## THE TASK:
Reproduce the rows below verbatim, beginning with the line that contains "Target: stoneware crock" and continuing through the last line of the rows.

## DATA EXCERPTS:
================

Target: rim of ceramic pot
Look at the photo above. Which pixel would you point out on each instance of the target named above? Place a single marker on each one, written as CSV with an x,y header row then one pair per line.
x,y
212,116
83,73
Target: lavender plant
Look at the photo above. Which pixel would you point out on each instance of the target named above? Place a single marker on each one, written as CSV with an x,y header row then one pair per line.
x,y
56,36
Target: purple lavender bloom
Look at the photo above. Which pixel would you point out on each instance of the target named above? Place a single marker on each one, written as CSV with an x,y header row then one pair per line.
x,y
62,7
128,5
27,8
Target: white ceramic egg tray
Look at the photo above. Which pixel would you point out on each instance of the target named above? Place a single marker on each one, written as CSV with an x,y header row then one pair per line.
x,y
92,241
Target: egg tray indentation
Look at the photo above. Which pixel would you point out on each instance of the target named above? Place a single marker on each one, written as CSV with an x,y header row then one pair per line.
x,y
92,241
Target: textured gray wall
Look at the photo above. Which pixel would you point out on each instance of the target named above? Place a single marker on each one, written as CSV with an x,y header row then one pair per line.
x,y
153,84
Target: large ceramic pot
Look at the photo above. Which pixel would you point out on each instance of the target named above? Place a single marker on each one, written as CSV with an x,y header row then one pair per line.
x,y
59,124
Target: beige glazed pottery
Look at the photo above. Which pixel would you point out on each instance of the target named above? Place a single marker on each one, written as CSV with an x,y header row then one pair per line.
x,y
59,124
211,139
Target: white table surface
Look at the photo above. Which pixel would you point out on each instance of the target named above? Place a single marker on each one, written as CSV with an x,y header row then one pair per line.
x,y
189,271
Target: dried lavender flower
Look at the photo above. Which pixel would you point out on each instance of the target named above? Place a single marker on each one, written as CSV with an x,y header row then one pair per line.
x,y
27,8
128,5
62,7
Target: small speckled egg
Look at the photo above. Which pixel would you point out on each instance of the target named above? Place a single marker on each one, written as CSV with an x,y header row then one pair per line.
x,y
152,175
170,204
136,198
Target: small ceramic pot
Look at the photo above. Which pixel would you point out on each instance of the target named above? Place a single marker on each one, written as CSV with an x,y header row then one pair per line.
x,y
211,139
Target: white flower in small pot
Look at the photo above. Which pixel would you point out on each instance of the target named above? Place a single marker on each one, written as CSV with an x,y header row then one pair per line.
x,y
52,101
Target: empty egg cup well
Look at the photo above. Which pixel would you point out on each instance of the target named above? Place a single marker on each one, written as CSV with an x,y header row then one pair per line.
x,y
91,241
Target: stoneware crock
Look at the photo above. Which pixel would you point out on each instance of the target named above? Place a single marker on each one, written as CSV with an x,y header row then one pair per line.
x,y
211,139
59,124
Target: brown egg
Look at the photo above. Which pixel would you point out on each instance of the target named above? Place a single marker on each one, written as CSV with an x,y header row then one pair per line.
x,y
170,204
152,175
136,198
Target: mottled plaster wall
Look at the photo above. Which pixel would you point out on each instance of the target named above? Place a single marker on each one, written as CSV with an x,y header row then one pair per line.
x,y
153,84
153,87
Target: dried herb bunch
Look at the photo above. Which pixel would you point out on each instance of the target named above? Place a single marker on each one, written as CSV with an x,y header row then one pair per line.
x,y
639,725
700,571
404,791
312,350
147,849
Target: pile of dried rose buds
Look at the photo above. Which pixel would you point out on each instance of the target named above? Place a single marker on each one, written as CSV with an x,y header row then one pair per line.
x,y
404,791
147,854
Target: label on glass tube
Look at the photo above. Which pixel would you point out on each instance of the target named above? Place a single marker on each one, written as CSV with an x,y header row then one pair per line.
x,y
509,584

================

## TASK OUTPUT:
Target: stoneware crock
Look at the photo above. Which pixel would you point out on each instance of the target named above? Place a single marker on each one, written as CSV with an x,y header row then one pair per line.
x,y
211,139
59,124
Target: brown egg
Look at the photo above. Which pixel would you point out on each instance of the target named above? Place a single marker on each one, written as CSV with an x,y header row then one pair per line.
x,y
170,204
152,175
136,198
Target: mottled plaster wall
Look at the photo above. Which pixel would you point out on each instance of the target named above? Place a single marker on each one, written as CSV with an x,y header row then one pair per line.
x,y
153,84
153,87
Target: dried herb bunch
Look at the photo above. Which pixel would you point out on each instance of the target named above? Place a single marker on each one, written as CSV with an x,y header row then one pair per line.
x,y
639,725
700,571
404,791
312,350
147,849
Target: pile of dried rose buds
Look at the photo above. Which pixel would you point out on each instance of the target named above? Place a single marker on each one, written as CSV with an x,y header row then one pair per line.
x,y
404,791
147,854
Target: label on glass tube
Look at the photo above. Which pixel would you point out on each instance of the target named above? Place a single marker on each one, written as CSV with an x,y header row then one pair per line.
x,y
509,584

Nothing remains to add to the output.